> Problem:
Report each line from the data below that holds the word "nose".

> Data shown:
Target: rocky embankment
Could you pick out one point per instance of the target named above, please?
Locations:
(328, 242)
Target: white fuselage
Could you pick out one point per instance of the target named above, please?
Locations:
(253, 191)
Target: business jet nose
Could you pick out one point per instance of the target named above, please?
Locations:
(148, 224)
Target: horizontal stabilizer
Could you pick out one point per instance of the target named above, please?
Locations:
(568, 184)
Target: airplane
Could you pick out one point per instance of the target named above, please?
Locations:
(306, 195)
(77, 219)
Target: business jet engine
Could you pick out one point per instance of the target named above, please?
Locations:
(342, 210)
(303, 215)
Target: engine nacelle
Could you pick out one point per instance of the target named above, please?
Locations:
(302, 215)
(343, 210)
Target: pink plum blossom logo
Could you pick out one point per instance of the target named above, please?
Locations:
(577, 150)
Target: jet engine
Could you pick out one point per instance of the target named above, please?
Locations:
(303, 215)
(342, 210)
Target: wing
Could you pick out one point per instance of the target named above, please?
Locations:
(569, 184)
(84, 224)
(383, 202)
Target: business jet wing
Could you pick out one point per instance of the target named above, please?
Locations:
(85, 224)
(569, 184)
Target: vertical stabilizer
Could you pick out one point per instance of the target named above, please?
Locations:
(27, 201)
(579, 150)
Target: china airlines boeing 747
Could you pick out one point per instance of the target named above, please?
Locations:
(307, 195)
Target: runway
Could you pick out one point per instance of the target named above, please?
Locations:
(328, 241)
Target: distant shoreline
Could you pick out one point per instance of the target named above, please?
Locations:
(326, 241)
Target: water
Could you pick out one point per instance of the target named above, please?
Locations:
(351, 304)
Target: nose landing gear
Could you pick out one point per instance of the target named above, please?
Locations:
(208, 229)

> Problem solution:
Target: business jet nose
Target: nose landing gear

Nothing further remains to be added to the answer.